INSTRUCTIONS TO FOLLOW. Would you set down the complete data below, exactly as shown?

-- SOURCE RECORDS follows --

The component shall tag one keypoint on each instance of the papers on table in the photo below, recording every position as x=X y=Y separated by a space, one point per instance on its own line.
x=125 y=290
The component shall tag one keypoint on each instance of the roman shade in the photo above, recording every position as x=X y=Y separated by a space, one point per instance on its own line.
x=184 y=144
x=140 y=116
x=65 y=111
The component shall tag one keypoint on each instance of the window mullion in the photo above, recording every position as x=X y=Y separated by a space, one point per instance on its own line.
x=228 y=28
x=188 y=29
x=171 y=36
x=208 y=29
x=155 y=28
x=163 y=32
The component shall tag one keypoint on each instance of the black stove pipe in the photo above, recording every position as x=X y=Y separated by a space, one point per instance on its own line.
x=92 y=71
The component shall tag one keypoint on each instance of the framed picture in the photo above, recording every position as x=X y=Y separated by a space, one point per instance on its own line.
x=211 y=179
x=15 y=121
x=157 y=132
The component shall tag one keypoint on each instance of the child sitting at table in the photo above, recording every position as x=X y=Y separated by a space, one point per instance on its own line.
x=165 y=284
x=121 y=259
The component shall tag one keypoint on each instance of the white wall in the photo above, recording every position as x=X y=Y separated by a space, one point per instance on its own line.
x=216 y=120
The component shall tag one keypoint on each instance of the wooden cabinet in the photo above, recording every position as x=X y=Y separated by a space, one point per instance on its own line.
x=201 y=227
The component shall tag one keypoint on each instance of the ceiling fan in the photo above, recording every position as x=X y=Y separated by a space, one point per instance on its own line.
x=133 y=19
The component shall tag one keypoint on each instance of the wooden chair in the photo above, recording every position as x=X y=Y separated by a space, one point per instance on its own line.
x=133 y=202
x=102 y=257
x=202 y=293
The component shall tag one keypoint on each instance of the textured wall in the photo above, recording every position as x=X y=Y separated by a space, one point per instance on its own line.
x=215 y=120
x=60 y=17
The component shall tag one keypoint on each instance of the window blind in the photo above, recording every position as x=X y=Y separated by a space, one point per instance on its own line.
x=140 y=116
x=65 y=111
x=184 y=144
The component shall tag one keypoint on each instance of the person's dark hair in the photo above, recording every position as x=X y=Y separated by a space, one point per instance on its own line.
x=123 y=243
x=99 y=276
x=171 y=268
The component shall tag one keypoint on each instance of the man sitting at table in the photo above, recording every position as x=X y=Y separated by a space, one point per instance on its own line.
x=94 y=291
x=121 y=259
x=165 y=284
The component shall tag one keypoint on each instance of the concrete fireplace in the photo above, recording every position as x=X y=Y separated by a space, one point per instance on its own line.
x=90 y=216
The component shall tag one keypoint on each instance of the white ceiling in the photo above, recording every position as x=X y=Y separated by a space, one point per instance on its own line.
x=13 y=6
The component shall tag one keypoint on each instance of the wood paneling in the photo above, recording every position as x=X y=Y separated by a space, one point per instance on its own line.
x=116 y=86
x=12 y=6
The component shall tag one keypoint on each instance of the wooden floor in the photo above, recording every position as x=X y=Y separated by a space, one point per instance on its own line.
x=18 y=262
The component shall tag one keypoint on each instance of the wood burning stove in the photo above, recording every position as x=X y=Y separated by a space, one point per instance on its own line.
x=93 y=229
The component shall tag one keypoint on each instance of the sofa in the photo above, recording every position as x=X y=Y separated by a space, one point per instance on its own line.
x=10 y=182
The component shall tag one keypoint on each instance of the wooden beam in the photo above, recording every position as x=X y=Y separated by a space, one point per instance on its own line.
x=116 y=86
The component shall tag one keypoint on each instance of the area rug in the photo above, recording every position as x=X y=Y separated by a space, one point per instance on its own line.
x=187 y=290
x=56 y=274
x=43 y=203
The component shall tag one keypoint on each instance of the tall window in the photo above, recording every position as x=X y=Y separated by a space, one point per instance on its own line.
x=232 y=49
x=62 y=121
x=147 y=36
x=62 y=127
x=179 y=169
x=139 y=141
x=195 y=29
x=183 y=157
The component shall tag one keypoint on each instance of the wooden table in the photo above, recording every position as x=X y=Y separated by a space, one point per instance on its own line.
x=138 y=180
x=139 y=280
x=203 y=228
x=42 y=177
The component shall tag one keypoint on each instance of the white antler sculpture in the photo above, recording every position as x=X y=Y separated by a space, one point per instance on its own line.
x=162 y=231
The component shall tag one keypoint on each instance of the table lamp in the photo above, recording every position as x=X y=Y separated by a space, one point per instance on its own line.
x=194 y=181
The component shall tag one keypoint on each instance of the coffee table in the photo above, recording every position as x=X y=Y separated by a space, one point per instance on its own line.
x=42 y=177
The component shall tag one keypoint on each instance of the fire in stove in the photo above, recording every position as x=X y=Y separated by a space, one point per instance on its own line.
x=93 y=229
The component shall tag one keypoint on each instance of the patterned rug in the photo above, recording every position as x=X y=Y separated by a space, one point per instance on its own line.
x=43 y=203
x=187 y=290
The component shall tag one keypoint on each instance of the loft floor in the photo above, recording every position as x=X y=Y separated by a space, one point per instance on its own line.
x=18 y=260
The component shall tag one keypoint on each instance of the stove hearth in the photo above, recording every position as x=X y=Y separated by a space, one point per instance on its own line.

-- SOURCE RECORDS concluded --

RESULT BELOW.
The component shall tag one keypoint on each instance of the papers on table in the photo below, recording every position as x=X y=Y separated by a space, one point per instance on its own line.
x=125 y=290
The component shall tag one keypoint on each instance of the roman shade in the photo above, recording every position as x=X y=Y separated by a space, one point per instance on its own line.
x=184 y=144
x=140 y=116
x=65 y=111
The component shall tag one keypoint on each instance of the window mullion in the photo above, recording every position as x=X y=Y separated by a space, one point per instance on its own line.
x=228 y=28
x=188 y=29
x=171 y=36
x=208 y=29
x=155 y=28
x=163 y=32
The component shall tag one keypoint on each instance of the black stove pipe in the photo above, recording every position as x=X y=Y separated by a space, one point per instance on its own line.
x=92 y=71
The component shall tag one keypoint on each instance of the framed picture in the photo above, recording every position as x=X y=Y separated by a space, one point per instance on its own line.
x=211 y=179
x=15 y=121
x=157 y=132
The component shall tag one keypoint on each instance of the child sitting at table in the photo above, recording every position as x=X y=Y separated by a space, one point per instance on its own line.
x=165 y=284
x=121 y=259
The component shall tag one keypoint on each instance of the white wall in the photo above, recording every position as x=X y=Y separated by a space, one point per instance on its own line.
x=216 y=120
The component shall tag one keypoint on each instance of the wooden cabinet in the photo above, recording every position as x=X y=Y separated by a space, one point per instance on its own line.
x=201 y=227
The component shall tag one keypoint on each instance of the ceiling fan in the photo above, recording every position as x=X y=Y separated by a space, one point per instance on its own line.
x=133 y=19
The component shall tag one keypoint on each instance of the wooden chair in the photo above, recording every position as x=X y=Y separated by a space, one point per instance on its own line.
x=133 y=202
x=102 y=257
x=202 y=293
The component shall tag one keypoint on each instance of the textured wall in the photo above, recording every position as x=X y=Y separated by a space, one point per instance on its own line.
x=215 y=120
x=60 y=17
The component shall tag one keypoint on each instance of the window blind in the photo above, recording every position as x=X y=Y separated by a space, one point per instance on its own line.
x=140 y=116
x=65 y=111
x=184 y=144
The component shall tag one keypoint on each instance of the person's dark hair in the photo above, recording every position as x=X y=Y separated by a space, one point per instance on its own line.
x=123 y=243
x=99 y=276
x=171 y=268
The component shall tag one keypoint on each instance of the man sitting at table in the photo above, recording every position as x=X y=Y separated by a space, one point per instance on its own line.
x=94 y=291
x=121 y=259
x=165 y=284
The component shall tag one keypoint on each instance of the concrete fireplace in the photo above, recording every position as x=X y=Y separated by a space, one point per instance on its own line.
x=90 y=216
The component shall tag one keypoint on each instance of the white ceiling in the photo above, recording every position as x=X y=Y separated by a space, one point per instance on its own line.
x=13 y=6
The component shall tag one keypoint on each instance of the wood paneling in the photo above, recording every position as x=X y=Y separated by a space, one point per instance on its own line.
x=116 y=86
x=12 y=6
The component shall tag one keypoint on each instance of the wooden floor in the photo above, recording every position as x=X y=Y separated by a space, one point per instance on its own line.
x=18 y=262
The component shall tag one keypoint on each instance of the wood burning stove in the photo above, recording every position as x=X y=Y separated by a space, one point per instance on its own line.
x=93 y=229
The component shall tag one keypoint on each instance of the sofa in the photo above, recording every position as x=X y=Y separated by a space, one point per instance on its own line.
x=10 y=182
The component shall tag one keypoint on each instance of the wooden beam in the photo above, recording every position as x=X y=Y separated by a space, one point per instance on its own line.
x=116 y=86
The component shall tag one keypoint on each instance of the area rug in the photo above, recording every position as x=X y=Y separated by a space, one point per instance on its own line.
x=187 y=290
x=56 y=274
x=43 y=203
The component shall tag one keypoint on each instance of the tall window in the photo above, recording every position as x=X y=Y separated by a space, one point per instance on its own line.
x=232 y=49
x=62 y=121
x=147 y=36
x=62 y=127
x=179 y=169
x=139 y=141
x=195 y=29
x=183 y=157
The component shall tag one keypoint on each instance of the wooden table in the photo above, recording every position as x=X y=Y separated by a space, one point per instance on its own line.
x=138 y=180
x=139 y=280
x=203 y=228
x=42 y=177
The component shall tag one keypoint on each instance of the white antler sculpture in the photo above, recording every position as x=X y=Y separated by a space, one point per instance on its own line.
x=162 y=231
The component shall tag one keypoint on each instance of the table lamp in the photo above, recording every position as x=X y=Y separated by a space, one point per instance on its own line.
x=194 y=181
The component shall tag one keypoint on each instance of the coffee table in the photo above, recording every position as x=X y=Y separated by a space, one point per instance on its own line.
x=42 y=177
The component shall tag one keypoint on each instance of the fire in stove in the photo above, recording every position as x=X y=Y separated by a space, one point per instance on its own line.
x=93 y=229
The component shall tag one keypoint on each instance of the patterned rug in the photo above, recording every position as x=X y=Y separated by a space, one point per instance on its own line.
x=43 y=203
x=187 y=290
The component shall tag one keypoint on each instance of the loft floor in the photo above, recording every position as x=X y=Y separated by a space, one point per instance on its own line.
x=18 y=260
The component shall tag one keypoint on each instance of the stove hearth in the photo above, recording every position as x=X y=Y separated by a space, one point per instance on its own line.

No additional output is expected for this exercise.